- Problem to work on: Rewrite the lines below, replacing "Sample point" with "Example point" wherever it appears and keeping everything else the same. Leave the pictures out of your answer.
* begin *
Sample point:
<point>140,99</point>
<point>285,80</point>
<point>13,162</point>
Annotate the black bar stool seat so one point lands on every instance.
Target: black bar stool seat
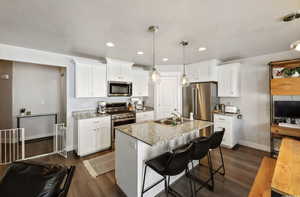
<point>201,150</point>
<point>216,140</point>
<point>169,164</point>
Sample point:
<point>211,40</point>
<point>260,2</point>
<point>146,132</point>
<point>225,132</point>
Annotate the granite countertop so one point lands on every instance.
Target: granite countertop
<point>146,109</point>
<point>227,114</point>
<point>153,133</point>
<point>88,114</point>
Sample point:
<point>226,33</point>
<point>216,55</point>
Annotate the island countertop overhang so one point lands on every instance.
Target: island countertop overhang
<point>153,133</point>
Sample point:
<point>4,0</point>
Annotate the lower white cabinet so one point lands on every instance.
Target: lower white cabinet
<point>232,127</point>
<point>144,116</point>
<point>93,135</point>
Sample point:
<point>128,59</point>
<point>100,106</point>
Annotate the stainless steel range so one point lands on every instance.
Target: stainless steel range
<point>120,115</point>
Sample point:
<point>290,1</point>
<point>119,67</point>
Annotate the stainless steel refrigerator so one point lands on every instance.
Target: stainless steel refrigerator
<point>201,99</point>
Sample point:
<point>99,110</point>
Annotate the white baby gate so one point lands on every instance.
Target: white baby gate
<point>12,145</point>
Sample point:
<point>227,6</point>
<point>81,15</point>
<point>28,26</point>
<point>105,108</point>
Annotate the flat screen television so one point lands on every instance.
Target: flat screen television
<point>287,109</point>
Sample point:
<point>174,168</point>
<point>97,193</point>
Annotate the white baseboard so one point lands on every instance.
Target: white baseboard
<point>255,145</point>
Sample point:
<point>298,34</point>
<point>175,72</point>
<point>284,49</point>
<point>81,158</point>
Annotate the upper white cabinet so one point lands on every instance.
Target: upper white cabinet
<point>90,80</point>
<point>203,71</point>
<point>140,83</point>
<point>93,135</point>
<point>229,80</point>
<point>118,70</point>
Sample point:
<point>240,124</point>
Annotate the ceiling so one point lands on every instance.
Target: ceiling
<point>229,29</point>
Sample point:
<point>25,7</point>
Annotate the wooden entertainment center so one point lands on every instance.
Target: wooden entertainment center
<point>279,175</point>
<point>287,86</point>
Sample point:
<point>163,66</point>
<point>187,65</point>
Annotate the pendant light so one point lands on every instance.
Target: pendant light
<point>184,79</point>
<point>155,76</point>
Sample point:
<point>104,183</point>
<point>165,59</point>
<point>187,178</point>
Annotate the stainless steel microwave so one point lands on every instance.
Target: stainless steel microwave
<point>117,88</point>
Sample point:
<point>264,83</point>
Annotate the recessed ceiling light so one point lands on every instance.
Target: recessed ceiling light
<point>296,45</point>
<point>110,44</point>
<point>202,49</point>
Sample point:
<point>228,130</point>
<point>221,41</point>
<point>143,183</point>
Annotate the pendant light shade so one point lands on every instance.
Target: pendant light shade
<point>296,45</point>
<point>184,79</point>
<point>155,76</point>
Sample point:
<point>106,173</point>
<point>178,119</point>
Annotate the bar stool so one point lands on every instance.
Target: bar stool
<point>167,165</point>
<point>200,150</point>
<point>216,140</point>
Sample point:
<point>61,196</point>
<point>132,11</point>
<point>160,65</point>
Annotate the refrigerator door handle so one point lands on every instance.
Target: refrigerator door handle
<point>196,103</point>
<point>193,100</point>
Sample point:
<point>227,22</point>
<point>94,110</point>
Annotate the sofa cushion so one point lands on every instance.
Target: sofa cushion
<point>32,180</point>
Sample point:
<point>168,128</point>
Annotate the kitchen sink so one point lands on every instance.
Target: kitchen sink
<point>171,121</point>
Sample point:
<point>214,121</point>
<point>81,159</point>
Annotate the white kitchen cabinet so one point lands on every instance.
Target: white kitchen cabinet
<point>93,135</point>
<point>140,83</point>
<point>144,116</point>
<point>90,80</point>
<point>99,83</point>
<point>203,71</point>
<point>232,127</point>
<point>229,81</point>
<point>118,70</point>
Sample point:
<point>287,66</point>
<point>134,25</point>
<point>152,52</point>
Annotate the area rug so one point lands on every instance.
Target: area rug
<point>100,165</point>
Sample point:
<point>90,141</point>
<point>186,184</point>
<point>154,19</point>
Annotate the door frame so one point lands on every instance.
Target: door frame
<point>179,96</point>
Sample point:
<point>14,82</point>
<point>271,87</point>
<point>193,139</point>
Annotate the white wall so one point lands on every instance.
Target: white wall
<point>37,89</point>
<point>20,54</point>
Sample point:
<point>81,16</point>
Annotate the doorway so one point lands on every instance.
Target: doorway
<point>168,95</point>
<point>36,101</point>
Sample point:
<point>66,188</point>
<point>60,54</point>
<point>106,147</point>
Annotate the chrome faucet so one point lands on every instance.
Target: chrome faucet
<point>176,114</point>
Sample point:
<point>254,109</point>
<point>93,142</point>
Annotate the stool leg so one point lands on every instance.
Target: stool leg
<point>190,180</point>
<point>223,166</point>
<point>144,180</point>
<point>166,187</point>
<point>210,168</point>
* end *
- Answer to the exercise:
Example point:
<point>140,99</point>
<point>285,80</point>
<point>13,162</point>
Annotate the black bar stool seat so one point lands on every instance.
Target: black bar stool seat
<point>201,150</point>
<point>216,140</point>
<point>169,164</point>
Example point:
<point>211,40</point>
<point>260,2</point>
<point>146,132</point>
<point>225,132</point>
Annotate the granite countertop so one point lands on every instance.
Target: granite countertop
<point>146,109</point>
<point>227,114</point>
<point>153,133</point>
<point>88,114</point>
Example point:
<point>226,33</point>
<point>216,55</point>
Annotate the island countertop overhang so one point lands on every instance.
Target: island countertop overhang
<point>153,133</point>
Example point:
<point>4,0</point>
Annotate the lower white cabinet so one point lands on every instance.
Target: lower white cabinet
<point>232,127</point>
<point>144,116</point>
<point>93,135</point>
Example point:
<point>128,59</point>
<point>100,106</point>
Annotate the stainless steel range so one point lands on every instance.
Target: stainless steel range
<point>120,115</point>
Example point:
<point>290,1</point>
<point>119,67</point>
Annotate the stainless steel refrigerator so one point lands on every instance.
Target: stainless steel refrigerator
<point>201,99</point>
Example point:
<point>99,110</point>
Annotate the white baby gate so one point lands on every instance.
Target: white baby gate
<point>12,145</point>
Example point:
<point>227,6</point>
<point>81,15</point>
<point>28,26</point>
<point>105,108</point>
Annotate the flat screen television so one point lands on every instance.
Target: flat screen television
<point>287,109</point>
Example point:
<point>174,168</point>
<point>97,193</point>
Annotate the white baseboard so one point lands on every instance.
Target: white baseboard
<point>255,145</point>
Example point:
<point>298,34</point>
<point>175,72</point>
<point>284,49</point>
<point>81,158</point>
Annotate the upper white cabinet so one point lands on every instance.
Target: upper white cabinet
<point>90,80</point>
<point>203,71</point>
<point>140,83</point>
<point>93,135</point>
<point>229,80</point>
<point>118,70</point>
Example point:
<point>240,124</point>
Annotate the ceiling so one point lands on every instance.
Target: ceiling
<point>229,29</point>
Example point:
<point>25,7</point>
Annotate the wooden entertainment center so one point lands on every instance.
Target: wooden entertainment center
<point>279,175</point>
<point>287,86</point>
Example point:
<point>163,66</point>
<point>187,65</point>
Annotate the pendant light so one point lands on every instance.
Target: pendant light
<point>184,79</point>
<point>155,76</point>
Example point:
<point>104,183</point>
<point>165,59</point>
<point>187,178</point>
Annotate the stainless steel microwave so one point lands on every instance.
Target: stainless steel microwave
<point>117,88</point>
Example point:
<point>264,83</point>
Annotate the recessed ceiling light so one point lands on every instance.
Target: recessed ceiling light
<point>296,45</point>
<point>110,44</point>
<point>202,49</point>
Example point:
<point>228,130</point>
<point>221,41</point>
<point>143,183</point>
Annotate the pendant light shade so one point lands on every instance.
Target: pendant light shade
<point>296,45</point>
<point>184,79</point>
<point>155,76</point>
Example point:
<point>106,173</point>
<point>178,119</point>
Annotate the bar stool so one point lands on every instance.
Target: bar stool
<point>167,165</point>
<point>200,150</point>
<point>216,140</point>
Example point:
<point>61,196</point>
<point>132,11</point>
<point>160,65</point>
Annotate the refrigerator door handle so one point lands on every instance.
Target: refrigerator door handle
<point>196,103</point>
<point>193,100</point>
Example point:
<point>227,22</point>
<point>94,110</point>
Annotate the sofa cushion so one point lands on every instance.
Target: sofa cushion
<point>32,180</point>
Example point:
<point>168,128</point>
Annotate the kitchen sink so one point lands on every instance.
Target: kitchen sink
<point>171,121</point>
Example point:
<point>214,121</point>
<point>81,159</point>
Annotate the white kitchen cabinet so one point lands on every instance.
Target: white kitchen cabinet
<point>93,135</point>
<point>140,83</point>
<point>144,116</point>
<point>90,80</point>
<point>99,83</point>
<point>203,71</point>
<point>232,127</point>
<point>229,81</point>
<point>118,70</point>
Example point:
<point>287,66</point>
<point>134,25</point>
<point>152,52</point>
Annotate the area rug so one point lands on every instance.
Target: area rug
<point>100,165</point>
Example point:
<point>90,141</point>
<point>186,184</point>
<point>154,19</point>
Annotate the door frame so one point lands on every instance.
Target: door frame
<point>179,96</point>
Example point:
<point>14,82</point>
<point>271,87</point>
<point>193,139</point>
Annotate the white wall so one point lands on every instance.
Target: white wall
<point>37,89</point>
<point>20,54</point>
Example point:
<point>81,16</point>
Annotate the doorway so one point lands on every instance.
Target: doorway
<point>168,95</point>
<point>36,101</point>
Example point:
<point>66,188</point>
<point>60,54</point>
<point>106,147</point>
Annotate the chrome faucet so one point lands on every instance.
Target: chrome faucet
<point>176,114</point>
Example point:
<point>254,109</point>
<point>93,142</point>
Annotate the stool leg so one point lands on every instance.
Target: stool leg
<point>190,180</point>
<point>223,166</point>
<point>144,180</point>
<point>166,187</point>
<point>210,168</point>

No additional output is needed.